__Do this__. Render each line of the material below as a Markdown table with the columns Row and Text, giving every row its number and skipping blank lines. Leave the images out of your answer.

__Dataset entries__.
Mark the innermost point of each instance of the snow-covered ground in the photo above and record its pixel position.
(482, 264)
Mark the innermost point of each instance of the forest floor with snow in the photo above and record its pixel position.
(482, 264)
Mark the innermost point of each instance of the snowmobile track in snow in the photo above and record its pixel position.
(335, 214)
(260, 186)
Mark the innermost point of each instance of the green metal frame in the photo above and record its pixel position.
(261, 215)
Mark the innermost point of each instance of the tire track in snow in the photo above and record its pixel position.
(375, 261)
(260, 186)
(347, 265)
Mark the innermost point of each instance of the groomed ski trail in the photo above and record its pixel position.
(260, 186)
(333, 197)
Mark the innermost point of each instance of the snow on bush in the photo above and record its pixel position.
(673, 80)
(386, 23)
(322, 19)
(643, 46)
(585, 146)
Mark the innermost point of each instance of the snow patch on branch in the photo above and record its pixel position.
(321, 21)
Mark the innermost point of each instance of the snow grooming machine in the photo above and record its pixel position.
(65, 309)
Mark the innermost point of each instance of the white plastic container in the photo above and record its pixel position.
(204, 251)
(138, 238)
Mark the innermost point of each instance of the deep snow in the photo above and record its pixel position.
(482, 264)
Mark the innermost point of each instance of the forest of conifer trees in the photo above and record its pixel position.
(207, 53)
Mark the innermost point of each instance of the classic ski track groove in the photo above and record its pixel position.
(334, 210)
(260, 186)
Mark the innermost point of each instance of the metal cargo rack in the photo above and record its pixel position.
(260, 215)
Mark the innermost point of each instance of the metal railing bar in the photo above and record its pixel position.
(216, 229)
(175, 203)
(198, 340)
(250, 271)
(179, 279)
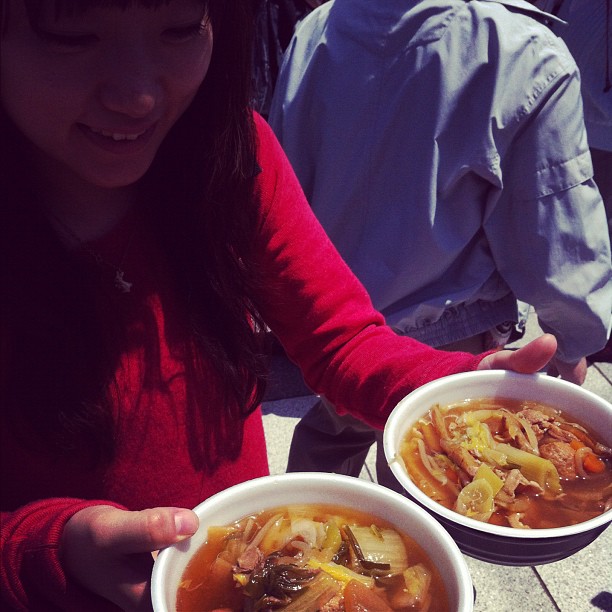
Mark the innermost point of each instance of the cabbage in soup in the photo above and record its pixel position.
(307, 558)
(509, 462)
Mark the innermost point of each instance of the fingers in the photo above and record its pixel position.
(108, 550)
(143, 531)
(530, 358)
(572, 372)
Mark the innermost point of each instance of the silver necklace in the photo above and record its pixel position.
(121, 284)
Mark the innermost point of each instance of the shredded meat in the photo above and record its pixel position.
(515, 521)
(539, 421)
(335, 604)
(561, 454)
(460, 456)
(250, 559)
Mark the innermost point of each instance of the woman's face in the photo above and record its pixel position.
(97, 93)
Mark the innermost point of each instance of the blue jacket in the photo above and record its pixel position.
(442, 145)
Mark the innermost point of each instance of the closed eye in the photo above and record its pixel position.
(185, 33)
(65, 40)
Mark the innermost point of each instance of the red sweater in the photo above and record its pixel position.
(327, 325)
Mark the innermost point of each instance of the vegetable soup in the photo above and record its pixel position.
(509, 462)
(310, 557)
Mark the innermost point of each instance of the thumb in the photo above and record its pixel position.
(528, 359)
(145, 530)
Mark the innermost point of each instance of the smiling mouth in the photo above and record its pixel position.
(118, 136)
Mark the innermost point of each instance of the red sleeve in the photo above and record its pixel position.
(31, 574)
(321, 312)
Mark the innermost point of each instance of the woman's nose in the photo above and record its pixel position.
(132, 89)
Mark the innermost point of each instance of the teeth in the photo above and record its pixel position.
(116, 136)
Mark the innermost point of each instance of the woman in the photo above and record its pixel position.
(151, 227)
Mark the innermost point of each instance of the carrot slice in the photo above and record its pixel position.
(593, 464)
(359, 598)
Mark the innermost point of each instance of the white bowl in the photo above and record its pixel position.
(492, 543)
(271, 491)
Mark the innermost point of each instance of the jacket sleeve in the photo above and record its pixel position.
(31, 573)
(323, 315)
(548, 230)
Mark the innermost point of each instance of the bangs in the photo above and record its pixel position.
(72, 8)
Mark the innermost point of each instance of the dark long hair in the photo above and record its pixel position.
(202, 214)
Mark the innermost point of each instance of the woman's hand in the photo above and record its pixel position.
(108, 550)
(528, 359)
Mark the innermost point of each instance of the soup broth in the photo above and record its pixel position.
(509, 462)
(302, 557)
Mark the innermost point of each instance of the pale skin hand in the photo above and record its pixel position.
(538, 354)
(109, 551)
(530, 358)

__The response__.
| Row | Text |
|---|---|
| 1 | Mark the innermost point of each instance of the snow-covered ground in the photo above and record its pixel position. |
| 2 | (482, 264) |
| 3 | Mark the innermost point of each instance of the forest floor with snow in the photo above and record its pixel position. |
| 4 | (482, 264) |
| 5 | Mark the innermost point of each instance of the snowmobile track in snow in the photo above and record its pixel position. |
| 6 | (335, 214) |
| 7 | (260, 186) |
| 8 | Mark the innermost point of each instance of the green metal frame in the photo above and record its pixel position. |
| 9 | (261, 215) |
| 10 | Mark the innermost point of each instance of the tire track in snow in the photo above and record its pixel position. |
| 11 | (375, 261) |
| 12 | (260, 186) |
| 13 | (347, 265) |
| 14 | Mark the innermost point of each instance of the groomed ski trail in the photo above and record its pixel position. |
| 15 | (260, 186) |
| 16 | (333, 197) |
| 17 | Mark the innermost point of each instance of the snow on bush in the photo above and record its pixel position. |
| 18 | (673, 80) |
| 19 | (386, 23) |
| 20 | (322, 19) |
| 21 | (643, 46) |
| 22 | (585, 146) |
| 23 | Mark the innermost point of each instance of the snow patch on branch in the photo above and record its pixel position. |
| 24 | (321, 21) |
| 25 | Mark the innermost point of each instance of the snow grooming machine in the photo above and record its pixel position. |
| 26 | (65, 309) |
| 27 | Mark the innermost point of each instance of the white plastic container in the photo above and record its pixel position. |
| 28 | (204, 251) |
| 29 | (138, 238) |
| 30 | Mark the innermost point of each instance of the deep snow in the photo above and record its pixel position. |
| 31 | (482, 264) |
| 32 | Mark the innermost point of each instance of the forest of conifer trees in the photo above and record its pixel position. |
| 33 | (207, 53) |
| 34 | Mark the innermost point of each instance of the classic ski track groove in the photo above and record its pixel position. |
| 35 | (334, 210) |
| 36 | (260, 186) |
| 37 | Mark the innermost point of each instance of the metal cargo rack in the photo above and record its pixel position. |
| 38 | (260, 215) |
| 39 | Mark the innermost point of each instance of the metal railing bar in the photo above and record its pixel position. |
| 40 | (216, 229) |
| 41 | (175, 203) |
| 42 | (198, 340) |
| 43 | (250, 271) |
| 44 | (179, 279) |
| 45 | Mark the innermost point of each instance of the cabbage in soup in the photo above and record its pixel position. |
| 46 | (307, 558) |
| 47 | (509, 462) |
| 48 | Mark the innermost point of each instance of the fingers in the photo above and record its pixel position. |
| 49 | (108, 550) |
| 50 | (143, 531) |
| 51 | (530, 358) |
| 52 | (572, 372) |
| 53 | Mark the innermost point of each instance of the silver necklace in the photo above and record its pixel position. |
| 54 | (121, 284) |
| 55 | Mark the innermost point of each instance of the shredded meat in the photo above and record its pixel position. |
| 56 | (515, 521) |
| 57 | (539, 421) |
| 58 | (335, 604) |
| 59 | (561, 454) |
| 60 | (460, 456) |
| 61 | (250, 559) |
| 62 | Mark the innermost point of each instance of the woman's face in the photo above and record its pixel position. |
| 63 | (97, 93) |
| 64 | Mark the innermost point of each instance of the blue jacket in the photo above and record its pixel position. |
| 65 | (442, 145) |
| 66 | Mark the innermost point of each instance of the closed eye in the photo above and record its pixel position. |
| 67 | (185, 33) |
| 68 | (65, 40) |
| 69 | Mark the innermost point of each instance of the red sweater in the photo above and record its pixel position. |
| 70 | (327, 325) |
| 71 | Mark the innermost point of each instance of the vegetable soup in the photo above and record its pixel position. |
| 72 | (509, 462) |
| 73 | (310, 557) |
| 74 | Mark the innermost point of each instance of the thumb in the photo above and record its pixel position. |
| 75 | (528, 359) |
| 76 | (145, 530) |
| 77 | Mark the innermost point of each instance of the smiling mouth in the photo above and record its pixel position. |
| 78 | (118, 136) |
| 79 | Mark the innermost point of each instance of the red sleeve in the photo above and record its pixel position. |
| 80 | (31, 574) |
| 81 | (321, 312) |
| 82 | Mark the innermost point of each instance of the woman's nose in the photo above and record its pixel position. |
| 83 | (132, 89) |
| 84 | Mark the innermost point of each instance of the teeth in the photo above and record its pixel position. |
| 85 | (116, 136) |
| 86 | Mark the innermost point of each instance of the woman in the photo above and record its pixel position. |
| 87 | (151, 227) |
| 88 | Mark the innermost point of each instance of the carrot slice in the photo above and record its pixel position. |
| 89 | (593, 464) |
| 90 | (359, 598) |
| 91 | Mark the innermost point of each instance of the white bowl in the photo above and record its pixel position. |
| 92 | (492, 543) |
| 93 | (271, 491) |
| 94 | Mark the innermost point of each instance of the jacket sleeve in the photo above and record its pixel position. |
| 95 | (31, 573) |
| 96 | (323, 315) |
| 97 | (548, 230) |
| 98 | Mark the innermost point of each instance of the bangs in the photo above and record its pixel position. |
| 99 | (72, 8) |
| 100 | Mark the innermost point of each instance of the dark long hair in the photo above and record its pixel position. |
| 101 | (202, 214) |
| 102 | Mark the innermost point of each instance of the woman's hand in the photo above and record its pixel position. |
| 103 | (108, 550) |
| 104 | (528, 359) |
| 105 | Mark the innermost point of each instance of the soup broth in the photo above and record its pixel position. |
| 106 | (509, 462) |
| 107 | (302, 557) |
| 108 | Mark the innermost point of each instance of the pale skin hand in the photo above and record its pixel position. |
| 109 | (538, 354) |
| 110 | (109, 551) |
| 111 | (530, 358) |